◆ **Provided passage**:
Low-carb diet may help patients with diabetes achieve better weight loss and glucose control compared to a low-fat diet.
Patients achieved better weight loss and glucose control over a 6-month intervention with a low-carbohydrate, high-fat, calorie unrestricted diet compared to a high-carb, low-fat diet. This is according to a randomized controlled trial of more than 100 people with type 2 diabetes. The changes were not sustained 3 months after the intervention, suggesting a need for long-term dietary changes to maintain meaningful health benefits. The findings were published in the Annals of Internal Medicine on December 13.

◆ **Problem set**:
a) Shorten the paragraph in the low-carb diet article that begins "Patients achieved better weight loss" into a short list of its main facts.
b) Write out the low-carb diet article word for word from "Low-carb diet may" up to and including "on December 13.".
You won't need the records for any of this work.

◆ **Provided records**:
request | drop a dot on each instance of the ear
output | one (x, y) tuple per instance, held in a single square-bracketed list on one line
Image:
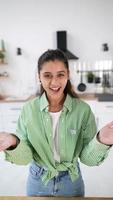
[(38, 77), (68, 75)]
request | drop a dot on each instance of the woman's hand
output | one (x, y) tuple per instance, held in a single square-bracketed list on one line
[(7, 140), (105, 135)]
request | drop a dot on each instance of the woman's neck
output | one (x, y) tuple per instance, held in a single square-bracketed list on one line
[(56, 105)]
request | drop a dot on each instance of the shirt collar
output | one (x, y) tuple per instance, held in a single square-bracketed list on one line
[(44, 102)]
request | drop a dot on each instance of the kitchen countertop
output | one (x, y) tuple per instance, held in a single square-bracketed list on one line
[(53, 198), (13, 99)]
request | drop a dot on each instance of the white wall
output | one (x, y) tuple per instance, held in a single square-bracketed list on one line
[(32, 25)]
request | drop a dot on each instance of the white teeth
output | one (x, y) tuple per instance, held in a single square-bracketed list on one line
[(54, 89)]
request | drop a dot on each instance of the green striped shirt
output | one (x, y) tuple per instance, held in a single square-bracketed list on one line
[(77, 137)]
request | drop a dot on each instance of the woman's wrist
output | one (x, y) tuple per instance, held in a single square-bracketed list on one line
[(99, 138), (14, 141)]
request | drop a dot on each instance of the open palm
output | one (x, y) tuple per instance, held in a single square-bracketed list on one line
[(6, 140)]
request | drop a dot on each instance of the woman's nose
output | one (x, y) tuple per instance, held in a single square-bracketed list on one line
[(54, 80)]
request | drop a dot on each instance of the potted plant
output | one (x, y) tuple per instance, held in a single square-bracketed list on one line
[(90, 77), (2, 56)]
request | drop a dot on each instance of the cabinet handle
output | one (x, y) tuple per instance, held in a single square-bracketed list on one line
[(15, 109), (110, 106)]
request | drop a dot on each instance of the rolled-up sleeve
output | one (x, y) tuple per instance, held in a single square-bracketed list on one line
[(22, 154), (93, 152)]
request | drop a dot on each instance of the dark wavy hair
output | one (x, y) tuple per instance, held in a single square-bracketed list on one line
[(52, 55)]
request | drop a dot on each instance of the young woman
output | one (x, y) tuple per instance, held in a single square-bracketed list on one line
[(55, 130)]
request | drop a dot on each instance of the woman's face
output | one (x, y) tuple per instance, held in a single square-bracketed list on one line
[(54, 76)]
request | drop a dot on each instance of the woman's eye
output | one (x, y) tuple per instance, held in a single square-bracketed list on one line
[(60, 75), (47, 76)]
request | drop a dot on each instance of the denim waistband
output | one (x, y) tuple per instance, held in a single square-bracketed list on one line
[(40, 170)]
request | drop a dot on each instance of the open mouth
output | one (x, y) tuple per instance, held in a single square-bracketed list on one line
[(55, 90)]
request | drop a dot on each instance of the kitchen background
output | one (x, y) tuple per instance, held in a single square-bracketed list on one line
[(30, 26)]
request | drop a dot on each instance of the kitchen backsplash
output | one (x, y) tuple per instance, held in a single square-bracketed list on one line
[(21, 81)]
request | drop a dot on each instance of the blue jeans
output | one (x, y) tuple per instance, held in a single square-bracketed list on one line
[(60, 185)]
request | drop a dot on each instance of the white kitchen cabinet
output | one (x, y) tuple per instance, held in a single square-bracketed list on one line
[(104, 113), (9, 113)]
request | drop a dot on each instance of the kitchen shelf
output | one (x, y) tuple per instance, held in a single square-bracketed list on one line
[(4, 77)]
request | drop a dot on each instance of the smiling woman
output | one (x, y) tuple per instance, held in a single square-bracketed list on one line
[(54, 131)]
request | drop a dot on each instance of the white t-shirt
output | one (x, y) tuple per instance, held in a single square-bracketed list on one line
[(55, 123)]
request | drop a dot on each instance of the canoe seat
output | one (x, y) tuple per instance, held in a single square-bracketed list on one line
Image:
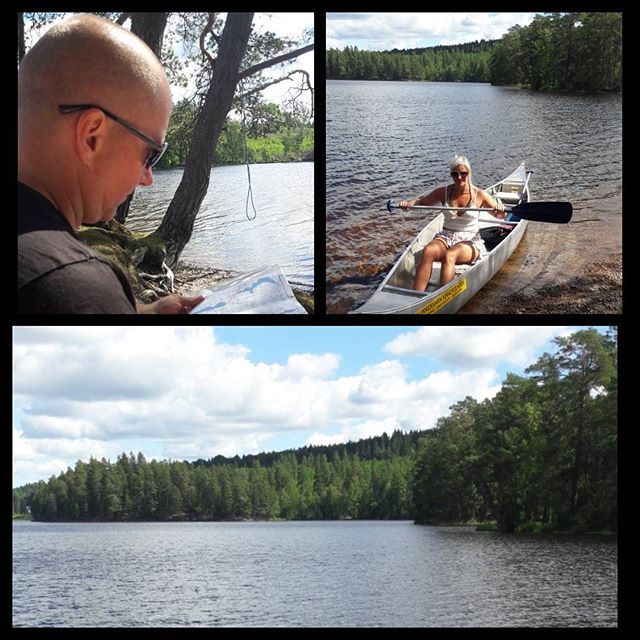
[(509, 197)]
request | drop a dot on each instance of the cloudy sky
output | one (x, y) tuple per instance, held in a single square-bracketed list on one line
[(286, 25), (188, 393), (382, 31)]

◆ **Results of the tasks**:
a)
- In a randomized controlled trial of more than 100 people with type 2 diabetes, a 6-month low-carb, high-fat, calorie unrestricted diet led to better weight loss and glucose control than a high-carb, low-fat diet.
- These gains were gone 3 months after the diet ended, which suggests long-term dietary changes are needed to keep the benefits.
- The findings were published in the Annals of Internal Medicine on December 13.

b)
Low-carb diet may help patients with diabetes achieve better weight loss and glucose control compared to a low-fat diet.
Patients achieved better weight loss and glucose control over a 6-month intervention with a low-carbohydrate, high-fat, calorie unrestricted diet compared to a high-carb, low-fat diet. This is according to a randomized controlled trial of more than 100 people with type 2 diabetes. The changes were not sustained 3 months after the intervention, suggesting a need for long-term dietary changes to maintain meaningful health benefits. The findings were published in the Annals of Internal Medicine on December 13.